__Work to do__
Output the records exactly. Include every line.
-- BEGIN The data --
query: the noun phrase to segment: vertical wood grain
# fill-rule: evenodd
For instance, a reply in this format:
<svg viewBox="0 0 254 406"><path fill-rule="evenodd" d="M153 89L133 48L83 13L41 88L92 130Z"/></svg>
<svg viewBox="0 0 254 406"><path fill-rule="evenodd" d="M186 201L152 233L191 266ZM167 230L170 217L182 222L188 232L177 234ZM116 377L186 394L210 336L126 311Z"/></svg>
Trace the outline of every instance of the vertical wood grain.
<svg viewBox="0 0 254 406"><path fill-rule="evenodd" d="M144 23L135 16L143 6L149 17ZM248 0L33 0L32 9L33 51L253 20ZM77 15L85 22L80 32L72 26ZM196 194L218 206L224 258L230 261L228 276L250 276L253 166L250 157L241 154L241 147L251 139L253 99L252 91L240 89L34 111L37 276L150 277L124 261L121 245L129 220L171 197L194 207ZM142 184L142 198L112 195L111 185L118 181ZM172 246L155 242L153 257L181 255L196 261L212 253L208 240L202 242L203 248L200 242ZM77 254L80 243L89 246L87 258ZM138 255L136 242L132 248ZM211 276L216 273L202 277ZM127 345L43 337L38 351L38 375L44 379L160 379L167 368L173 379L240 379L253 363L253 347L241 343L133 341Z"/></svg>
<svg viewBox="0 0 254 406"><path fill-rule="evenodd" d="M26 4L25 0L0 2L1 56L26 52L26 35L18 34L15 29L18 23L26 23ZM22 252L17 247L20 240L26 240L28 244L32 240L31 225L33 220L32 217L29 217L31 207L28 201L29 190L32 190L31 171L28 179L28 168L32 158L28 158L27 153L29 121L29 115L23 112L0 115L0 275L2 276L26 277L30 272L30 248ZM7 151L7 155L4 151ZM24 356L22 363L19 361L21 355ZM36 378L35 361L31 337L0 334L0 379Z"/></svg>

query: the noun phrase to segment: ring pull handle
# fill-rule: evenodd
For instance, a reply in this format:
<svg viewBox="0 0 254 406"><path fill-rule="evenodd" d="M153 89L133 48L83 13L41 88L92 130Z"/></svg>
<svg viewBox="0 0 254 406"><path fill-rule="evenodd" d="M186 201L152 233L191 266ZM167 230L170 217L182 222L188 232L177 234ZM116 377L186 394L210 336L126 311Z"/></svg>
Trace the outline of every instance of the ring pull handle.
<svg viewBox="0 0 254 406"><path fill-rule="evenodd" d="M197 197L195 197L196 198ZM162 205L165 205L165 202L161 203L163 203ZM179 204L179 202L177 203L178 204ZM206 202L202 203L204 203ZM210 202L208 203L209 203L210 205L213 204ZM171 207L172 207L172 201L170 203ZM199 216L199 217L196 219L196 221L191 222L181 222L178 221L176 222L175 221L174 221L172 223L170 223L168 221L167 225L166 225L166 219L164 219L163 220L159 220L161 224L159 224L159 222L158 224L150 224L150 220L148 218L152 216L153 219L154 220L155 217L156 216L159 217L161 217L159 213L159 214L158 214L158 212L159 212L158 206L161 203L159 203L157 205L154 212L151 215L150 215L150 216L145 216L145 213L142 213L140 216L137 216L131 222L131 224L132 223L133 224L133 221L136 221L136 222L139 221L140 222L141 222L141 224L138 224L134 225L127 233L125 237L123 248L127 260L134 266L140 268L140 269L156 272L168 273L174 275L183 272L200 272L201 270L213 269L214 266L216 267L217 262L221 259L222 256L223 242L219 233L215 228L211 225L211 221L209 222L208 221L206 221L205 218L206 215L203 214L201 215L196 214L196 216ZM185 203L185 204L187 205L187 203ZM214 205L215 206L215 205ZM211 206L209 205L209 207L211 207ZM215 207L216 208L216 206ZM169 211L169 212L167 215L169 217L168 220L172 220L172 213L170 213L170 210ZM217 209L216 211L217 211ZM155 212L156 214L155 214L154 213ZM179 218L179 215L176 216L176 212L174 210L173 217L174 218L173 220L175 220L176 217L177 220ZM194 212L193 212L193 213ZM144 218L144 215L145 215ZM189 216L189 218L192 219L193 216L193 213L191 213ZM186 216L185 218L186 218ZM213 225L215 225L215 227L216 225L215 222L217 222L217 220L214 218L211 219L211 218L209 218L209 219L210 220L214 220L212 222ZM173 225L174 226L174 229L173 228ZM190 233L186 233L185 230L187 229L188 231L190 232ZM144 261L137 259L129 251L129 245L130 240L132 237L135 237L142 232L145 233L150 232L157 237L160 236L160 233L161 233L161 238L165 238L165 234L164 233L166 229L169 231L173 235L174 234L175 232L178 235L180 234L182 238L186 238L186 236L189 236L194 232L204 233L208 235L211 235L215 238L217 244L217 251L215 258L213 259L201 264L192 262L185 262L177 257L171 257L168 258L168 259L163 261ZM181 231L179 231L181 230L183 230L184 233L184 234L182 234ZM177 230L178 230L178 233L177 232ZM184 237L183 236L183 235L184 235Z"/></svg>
-- END The data --
__Expected output__
query: the noun phrase to segment: vertical wood grain
# fill-rule: evenodd
For instance, a reply in this format:
<svg viewBox="0 0 254 406"><path fill-rule="evenodd" d="M153 89L133 48L83 13L41 88L92 130Z"/></svg>
<svg viewBox="0 0 254 406"><path fill-rule="evenodd" d="M186 201L152 233L191 266ZM167 230L170 217L182 222L188 232L177 234ZM116 377L186 394L210 336L126 311Z"/></svg>
Trace the outline of every instance of the vertical wood grain.
<svg viewBox="0 0 254 406"><path fill-rule="evenodd" d="M144 23L135 16L143 6L149 17ZM248 0L33 0L32 9L33 51L253 20ZM77 15L85 22L80 32L72 26ZM196 194L218 206L224 258L230 261L228 276L250 276L253 166L250 157L241 154L241 147L251 139L253 99L252 91L240 89L34 111L37 276L150 277L124 261L121 245L129 220L171 197L194 207ZM142 184L142 198L112 195L111 185L118 181ZM172 246L155 242L153 257L181 255L196 261L212 253L208 240L202 242L203 248L200 242ZM77 254L80 243L89 246L87 258ZM138 255L136 242L132 248ZM211 276L216 273L202 277ZM127 345L43 337L38 351L38 375L44 379L160 379L167 368L173 379L240 379L253 363L253 347L241 343L133 341Z"/></svg>
<svg viewBox="0 0 254 406"><path fill-rule="evenodd" d="M26 4L25 0L0 2L1 56L26 52L26 35L18 34L15 29L18 23L26 23ZM22 252L17 247L20 240L26 240L28 244L32 240L31 225L33 220L32 217L29 217L31 207L28 201L29 190L32 190L31 171L28 179L28 168L32 158L28 158L27 153L29 121L29 115L23 112L0 115L0 275L2 276L26 277L30 272L30 248ZM7 151L7 155L4 151ZM24 356L22 363L19 361L21 355ZM36 378L35 361L31 337L0 334L0 379Z"/></svg>

query: the noun phrase to segment: ring pull handle
# fill-rule: evenodd
For instance, a reply in this format:
<svg viewBox="0 0 254 406"><path fill-rule="evenodd" d="M153 89L133 48L83 13L41 88L92 130Z"/></svg>
<svg viewBox="0 0 254 406"><path fill-rule="evenodd" d="M186 201L152 233L191 266ZM167 230L170 217L182 222L188 232L177 234ZM116 377L186 394L210 336L126 311Z"/></svg>
Trace the outline of every instance of the ring pull handle.
<svg viewBox="0 0 254 406"><path fill-rule="evenodd" d="M197 197L195 197L196 198ZM162 205L165 205L165 202L161 203L163 203ZM179 204L179 202L177 203L178 204ZM206 202L202 203L204 203ZM210 202L208 203L209 203L210 205L213 204ZM171 207L172 207L172 201L170 203ZM199 216L199 217L196 219L196 221L191 222L181 222L178 221L176 222L175 221L174 221L172 223L170 223L168 221L167 225L166 225L166 219L164 219L163 220L159 220L161 224L159 224L159 222L158 224L150 224L150 220L148 218L152 216L153 219L154 220L155 217L156 216L159 217L161 217L159 213L159 214L158 214L158 212L159 212L158 206L161 203L159 203L157 205L154 212L151 215L150 215L150 216L145 216L145 213L142 213L140 216L137 216L131 222L131 224L132 223L133 224L133 221L136 221L136 222L139 221L140 222L141 222L141 224L138 224L134 225L127 233L125 237L123 248L127 260L134 266L140 268L140 269L156 272L168 273L174 275L183 272L200 272L201 270L213 269L214 266L216 267L217 262L221 259L222 256L223 242L219 233L215 228L211 225L211 221L209 222L208 221L206 221L205 218L206 215L203 214L201 215L196 214L196 216ZM185 203L185 204L187 205L187 203ZM214 205L215 206L215 205ZM211 206L209 205L209 207L211 207ZM215 207L216 208L216 206ZM169 211L169 212L167 215L169 217L168 220L172 220L172 213L170 213L170 210ZM217 209L216 211L217 211ZM155 212L156 214L155 214L154 213ZM179 218L179 215L176 216L176 212L174 210L173 217L174 218L173 220L175 220L176 217L177 220ZM194 212L193 212L193 213ZM144 218L144 215L145 215ZM189 216L189 218L192 219L193 216L193 213L191 213ZM186 216L185 218L186 218ZM213 225L215 225L215 227L216 225L215 222L217 222L217 220L214 218L211 219L211 218L209 218L209 219L210 220L214 220L212 222ZM173 225L174 226L174 229L173 228ZM190 233L186 233L185 230L187 229L188 231L190 232ZM144 261L137 259L129 251L129 245L130 240L132 237L135 237L142 232L145 233L150 232L157 237L160 236L160 233L161 233L161 238L165 238L165 234L164 233L166 229L169 231L173 235L174 234L175 232L178 235L180 234L182 238L186 238L186 236L189 236L194 232L204 233L208 235L211 235L215 238L217 244L217 251L215 258L213 259L201 264L192 262L185 262L177 257L171 257L168 258L168 259L163 261ZM181 231L179 231L181 230L183 230L184 233L184 234L182 234ZM177 230L178 230L178 233L177 232ZM184 237L183 236L183 235L184 235Z"/></svg>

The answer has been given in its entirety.